§ **Objective**:
Select every line of the records below that contains the word "dirt", and copy each one out; case counts.

======== Data

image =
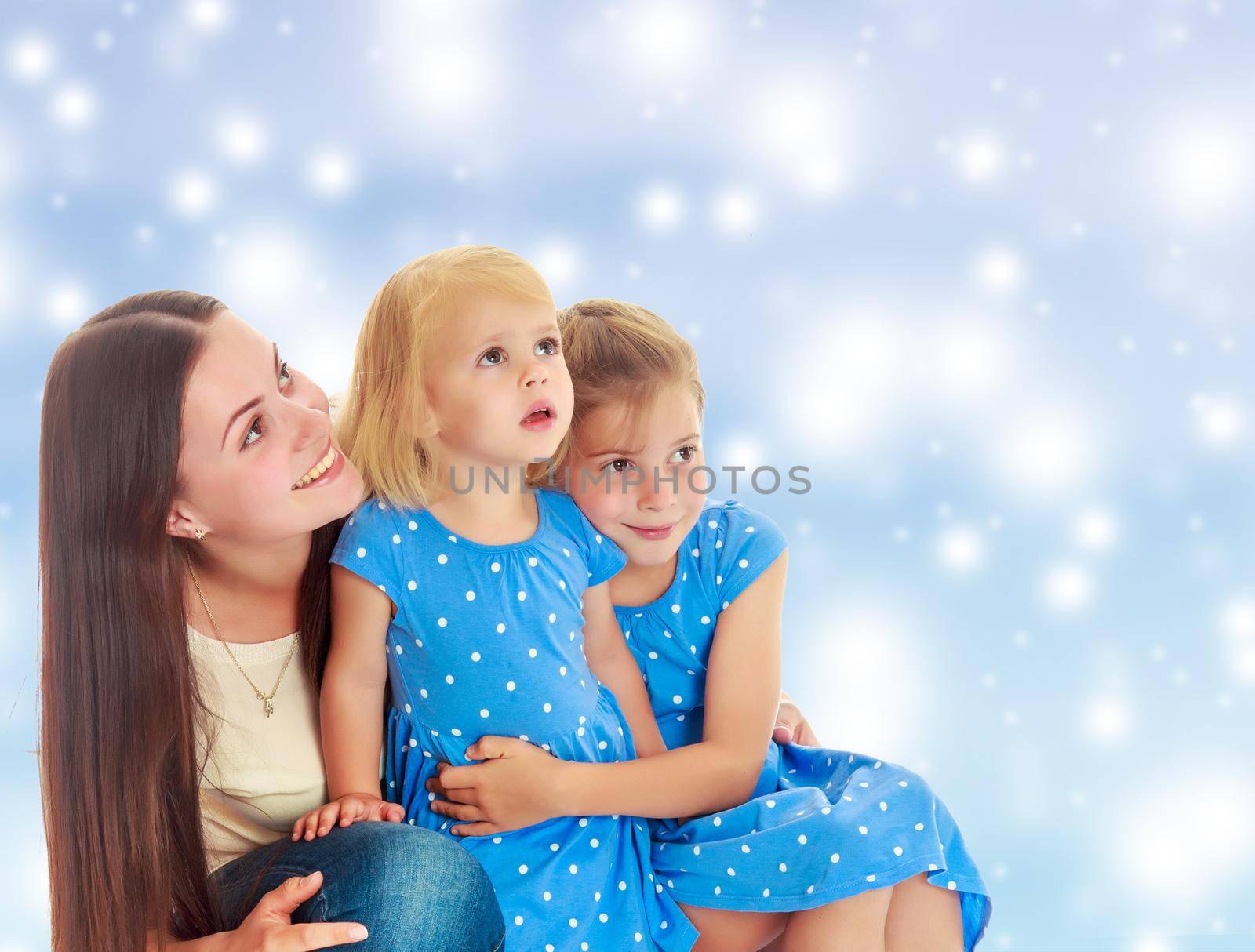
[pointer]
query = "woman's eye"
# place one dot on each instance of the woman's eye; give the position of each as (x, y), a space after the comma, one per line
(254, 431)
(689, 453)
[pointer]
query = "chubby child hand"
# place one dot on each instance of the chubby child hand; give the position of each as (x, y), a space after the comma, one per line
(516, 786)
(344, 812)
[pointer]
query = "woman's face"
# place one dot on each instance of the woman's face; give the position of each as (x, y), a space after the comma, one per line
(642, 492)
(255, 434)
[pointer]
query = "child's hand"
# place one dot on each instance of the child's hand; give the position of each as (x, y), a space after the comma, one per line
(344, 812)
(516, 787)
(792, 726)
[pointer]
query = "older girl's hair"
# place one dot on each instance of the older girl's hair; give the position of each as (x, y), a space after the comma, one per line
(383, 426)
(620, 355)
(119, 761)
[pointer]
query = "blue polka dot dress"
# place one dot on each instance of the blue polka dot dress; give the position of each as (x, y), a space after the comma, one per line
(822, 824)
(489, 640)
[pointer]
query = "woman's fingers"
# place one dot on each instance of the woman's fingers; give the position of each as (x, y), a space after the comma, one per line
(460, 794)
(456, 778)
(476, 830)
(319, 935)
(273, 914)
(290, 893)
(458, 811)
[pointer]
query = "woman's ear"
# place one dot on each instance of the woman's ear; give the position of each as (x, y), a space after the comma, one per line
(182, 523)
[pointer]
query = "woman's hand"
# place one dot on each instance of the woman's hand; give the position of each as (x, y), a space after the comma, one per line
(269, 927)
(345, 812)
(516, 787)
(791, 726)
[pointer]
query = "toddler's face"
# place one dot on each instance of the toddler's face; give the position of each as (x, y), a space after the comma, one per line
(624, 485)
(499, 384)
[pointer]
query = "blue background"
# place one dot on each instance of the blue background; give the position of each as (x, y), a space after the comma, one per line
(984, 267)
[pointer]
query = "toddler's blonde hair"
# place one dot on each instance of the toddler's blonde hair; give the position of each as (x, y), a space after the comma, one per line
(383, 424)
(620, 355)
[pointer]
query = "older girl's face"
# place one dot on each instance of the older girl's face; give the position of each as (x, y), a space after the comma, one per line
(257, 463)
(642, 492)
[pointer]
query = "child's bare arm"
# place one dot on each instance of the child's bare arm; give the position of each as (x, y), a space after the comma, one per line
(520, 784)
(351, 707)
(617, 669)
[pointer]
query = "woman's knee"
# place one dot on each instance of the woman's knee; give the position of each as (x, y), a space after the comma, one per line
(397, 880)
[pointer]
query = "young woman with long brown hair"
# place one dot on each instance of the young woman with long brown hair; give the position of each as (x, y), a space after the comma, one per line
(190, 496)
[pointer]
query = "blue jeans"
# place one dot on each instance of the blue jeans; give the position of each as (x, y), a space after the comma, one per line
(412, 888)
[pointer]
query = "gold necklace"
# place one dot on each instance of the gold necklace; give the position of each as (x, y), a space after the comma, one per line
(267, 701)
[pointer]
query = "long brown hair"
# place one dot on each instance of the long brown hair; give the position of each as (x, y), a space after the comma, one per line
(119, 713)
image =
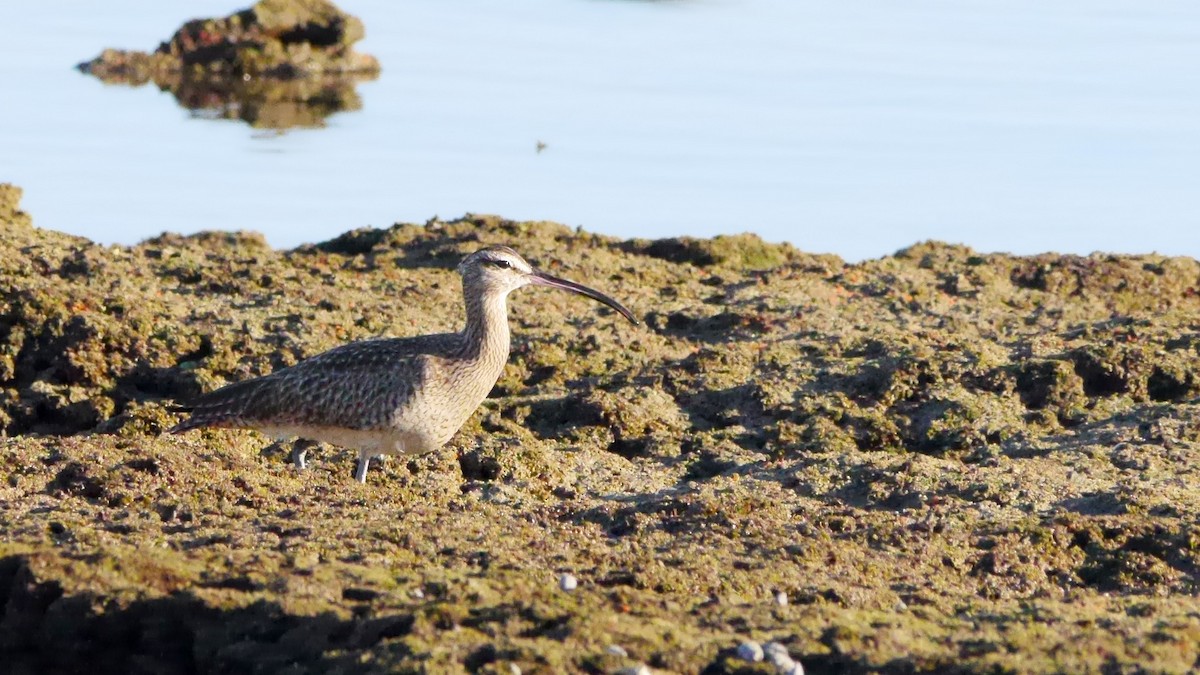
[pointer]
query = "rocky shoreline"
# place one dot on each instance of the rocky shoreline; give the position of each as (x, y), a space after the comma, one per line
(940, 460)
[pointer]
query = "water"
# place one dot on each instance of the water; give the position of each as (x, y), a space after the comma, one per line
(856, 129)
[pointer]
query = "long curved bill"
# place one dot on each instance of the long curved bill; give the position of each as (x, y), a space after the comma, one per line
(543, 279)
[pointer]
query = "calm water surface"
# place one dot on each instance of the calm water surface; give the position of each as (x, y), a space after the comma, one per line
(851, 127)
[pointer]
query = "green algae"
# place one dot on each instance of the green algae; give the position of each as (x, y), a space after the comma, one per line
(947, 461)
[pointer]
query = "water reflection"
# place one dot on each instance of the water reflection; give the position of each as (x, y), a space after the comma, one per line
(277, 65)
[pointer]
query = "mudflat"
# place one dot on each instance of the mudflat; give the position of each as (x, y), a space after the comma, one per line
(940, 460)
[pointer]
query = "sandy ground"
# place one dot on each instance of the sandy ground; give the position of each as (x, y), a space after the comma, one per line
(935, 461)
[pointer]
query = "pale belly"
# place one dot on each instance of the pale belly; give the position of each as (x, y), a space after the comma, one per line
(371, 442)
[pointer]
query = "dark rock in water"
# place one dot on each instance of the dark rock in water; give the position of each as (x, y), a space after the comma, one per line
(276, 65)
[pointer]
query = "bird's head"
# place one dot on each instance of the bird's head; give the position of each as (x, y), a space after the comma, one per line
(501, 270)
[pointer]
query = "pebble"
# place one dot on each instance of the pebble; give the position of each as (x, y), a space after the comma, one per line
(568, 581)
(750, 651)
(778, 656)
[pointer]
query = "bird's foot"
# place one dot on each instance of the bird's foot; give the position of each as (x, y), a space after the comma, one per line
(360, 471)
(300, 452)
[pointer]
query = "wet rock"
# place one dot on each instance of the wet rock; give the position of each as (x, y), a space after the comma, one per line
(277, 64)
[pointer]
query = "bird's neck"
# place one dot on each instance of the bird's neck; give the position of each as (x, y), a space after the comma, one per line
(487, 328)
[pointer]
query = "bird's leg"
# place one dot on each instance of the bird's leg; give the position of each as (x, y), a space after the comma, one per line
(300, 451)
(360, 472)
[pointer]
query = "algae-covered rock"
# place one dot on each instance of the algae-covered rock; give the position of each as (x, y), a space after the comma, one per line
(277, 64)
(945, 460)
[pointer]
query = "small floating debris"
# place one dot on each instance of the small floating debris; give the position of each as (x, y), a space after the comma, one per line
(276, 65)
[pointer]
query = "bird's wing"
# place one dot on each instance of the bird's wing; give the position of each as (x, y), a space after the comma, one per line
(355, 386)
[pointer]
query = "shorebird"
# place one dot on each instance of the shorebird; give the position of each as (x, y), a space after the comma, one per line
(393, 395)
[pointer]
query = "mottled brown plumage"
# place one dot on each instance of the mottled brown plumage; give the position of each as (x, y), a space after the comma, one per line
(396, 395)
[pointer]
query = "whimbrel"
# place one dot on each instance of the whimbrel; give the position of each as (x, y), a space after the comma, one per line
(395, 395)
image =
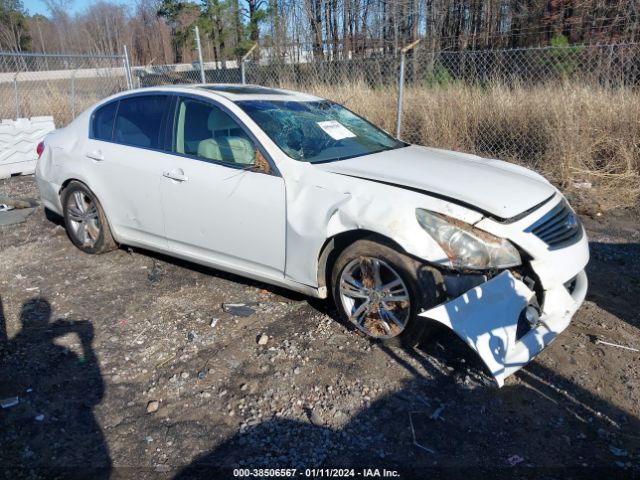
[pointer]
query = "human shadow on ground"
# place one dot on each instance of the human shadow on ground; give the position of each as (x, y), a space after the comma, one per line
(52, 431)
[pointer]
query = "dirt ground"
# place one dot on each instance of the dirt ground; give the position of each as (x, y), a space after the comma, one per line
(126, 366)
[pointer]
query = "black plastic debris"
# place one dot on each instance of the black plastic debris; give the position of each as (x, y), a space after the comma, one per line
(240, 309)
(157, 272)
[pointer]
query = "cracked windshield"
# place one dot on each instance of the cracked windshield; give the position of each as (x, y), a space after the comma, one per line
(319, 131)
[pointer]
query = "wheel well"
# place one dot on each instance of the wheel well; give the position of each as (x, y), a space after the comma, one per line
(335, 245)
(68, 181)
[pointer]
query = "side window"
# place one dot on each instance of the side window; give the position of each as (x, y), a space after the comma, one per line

================

§ **Result of the task**:
query = "dirt ground"
# place one dot on each instance of the dirt ground; give the position of each as (x, y), a space after the comma, one per line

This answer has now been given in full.